• _Given problem a_: Reproduce verbatim the full pull request text about fixing an `snprintf` format specifier and a `bsearch` comparator.

• _Excerpt_:
========
Fix incorrect snprintf format specifier and undefined bsearch comparator by aaranmcguire · Pull Request #377 · WizardMac/ReadStat

aaranmcguire · 2026-05-05T18:57:03Z

PR 6: Fix incorrect `snprintf` format specifier and undefined comparator behaviour

Summary

Two unrelated but both definitively-wrong code patterns:

%*s should be %.*s — in the SAV long-variable-names parser,
snprintf uses %*s (minimum-width specifier) where %.*s (precision
specifier, which truncates) is intended. Combined with a missing bounds
check on a memcpy target, a malformed SAV file can overflow a 64-byte
stack buffer.
Unsigned subtraction returned as int in dta_compare_strls — the
bsearch comparator for Stata strL references returns
key->o - target->o where both are uint64_t. When the true difference
exceeds INT_MAX, the truncated int has the wrong sign, causing bsearch
to navigate in the wrong direction and potentially return garbage pointers.

Bug 1: `%s` vs `%.s` + `memcpy` overflow (`spss/readstat_sav_parse.c`)

What `%s` and `%.s` actually do

snprintf(dst, dst_size, "%*s", width, src) — * specifies minimum
field width (padding). If src is longer than width, the full src
is copied (up to dst_size). This is NOT truncation.
snprintf(dst, dst_size, "%.*s", prec, src) — .* specifies precision
(maximum characters from src). This IS truncation.

The code intends to copy at most str_len characters of temp_val into
info->longname. %*s does not achieve this — it copies all of temp_val.
%.*s is the correct specifier.
========
• _Dataset_:
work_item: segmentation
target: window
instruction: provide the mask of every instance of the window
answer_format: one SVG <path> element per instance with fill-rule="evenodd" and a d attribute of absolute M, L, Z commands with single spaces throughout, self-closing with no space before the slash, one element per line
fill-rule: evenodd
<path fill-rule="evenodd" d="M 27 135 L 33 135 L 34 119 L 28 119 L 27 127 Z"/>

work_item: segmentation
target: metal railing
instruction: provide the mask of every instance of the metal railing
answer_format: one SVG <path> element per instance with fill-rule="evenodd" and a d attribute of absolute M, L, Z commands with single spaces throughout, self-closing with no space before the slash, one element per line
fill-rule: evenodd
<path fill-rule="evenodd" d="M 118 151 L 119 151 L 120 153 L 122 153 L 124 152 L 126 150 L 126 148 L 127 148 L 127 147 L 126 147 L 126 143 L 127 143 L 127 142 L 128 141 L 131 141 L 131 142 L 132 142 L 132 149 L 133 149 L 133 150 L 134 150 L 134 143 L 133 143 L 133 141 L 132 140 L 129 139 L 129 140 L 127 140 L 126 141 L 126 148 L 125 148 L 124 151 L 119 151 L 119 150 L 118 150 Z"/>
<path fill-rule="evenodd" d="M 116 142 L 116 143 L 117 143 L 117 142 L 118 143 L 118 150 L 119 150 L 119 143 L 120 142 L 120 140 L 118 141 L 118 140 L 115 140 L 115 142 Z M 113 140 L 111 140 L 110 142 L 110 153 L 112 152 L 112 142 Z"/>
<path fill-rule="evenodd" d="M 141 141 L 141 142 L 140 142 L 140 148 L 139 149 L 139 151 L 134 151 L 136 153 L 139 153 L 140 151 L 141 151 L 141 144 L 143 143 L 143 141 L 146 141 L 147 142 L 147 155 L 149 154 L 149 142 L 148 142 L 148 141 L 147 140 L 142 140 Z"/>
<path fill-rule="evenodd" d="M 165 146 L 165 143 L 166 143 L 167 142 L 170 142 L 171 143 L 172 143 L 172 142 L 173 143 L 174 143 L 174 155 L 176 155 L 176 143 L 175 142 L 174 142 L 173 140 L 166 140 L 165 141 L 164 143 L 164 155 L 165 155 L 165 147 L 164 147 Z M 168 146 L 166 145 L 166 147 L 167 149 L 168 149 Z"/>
========
• _Given problem b_: From the first line of the records up to and including the line containing "27 135 L 33", pull out those lines verbatim.

• _Full output a_:
Fix incorrect snprintf format specifier and undefined bsearch comparator by aaranmcguire · Pull Request #377 · WizardMac/ReadStat

aaranmcguire · 2026-05-05T18:57:03Z

PR 6: Fix incorrect `snprintf` format specifier and undefined comparator behaviour

Summary

Two unrelated but both definitively-wrong code patterns:

%*s should be %.*s — in the SAV long-variable-names parser,
snprintf uses %*s (minimum-width specifier) where %.*s (precision
specifier, which truncates) is intended. Combined with a missing bounds
check on a memcpy target, a malformed SAV file can overflow a 64-byte
stack buffer.
Unsigned subtraction returned as int in dta_compare_strls — the
bsearch comparator for Stata strL references returns
key->o - target->o where both are uint64_t. When the true difference
exceeds INT_MAX, the truncated int has the wrong sign, causing bsearch
to navigate in the wrong direction and potentially return garbage pointers.

Bug 1: `%s` vs `%.s` + `memcpy` overflow (`spss/readstat_sav_parse.c`)

What `%s` and `%.s` actually do

snprintf(dst, dst_size, "%*s", width, src) — * specifies minimum
field width (padding). If src is longer than width, the full src
is copied (up to dst_size). This is NOT truncation.
snprintf(dst, dst_size, "%.*s", prec, src) — .* specifies precision
(maximum characters from src). This IS truncation.

The code intends to copy at most str_len characters of temp_val into
info->longname. %*s does not achieve this — it copies all of temp_val.
%.*s is the correct specifier.

• _Full output b_:
work_item: segmentation
target: window
instruction: provide the mask of every instance of the window
answer_format: one SVG <path> element per instance with fill-rule="evenodd" and a d attribute of absolute M, L, Z commands with single spaces throughout, self-closing with no space before the slash, one element per line
fill-rule: evenodd
<path fill-rule="evenodd" d="M 27 135 L 33 135 L 34 119 L 28 119 L 27 127 Z"/>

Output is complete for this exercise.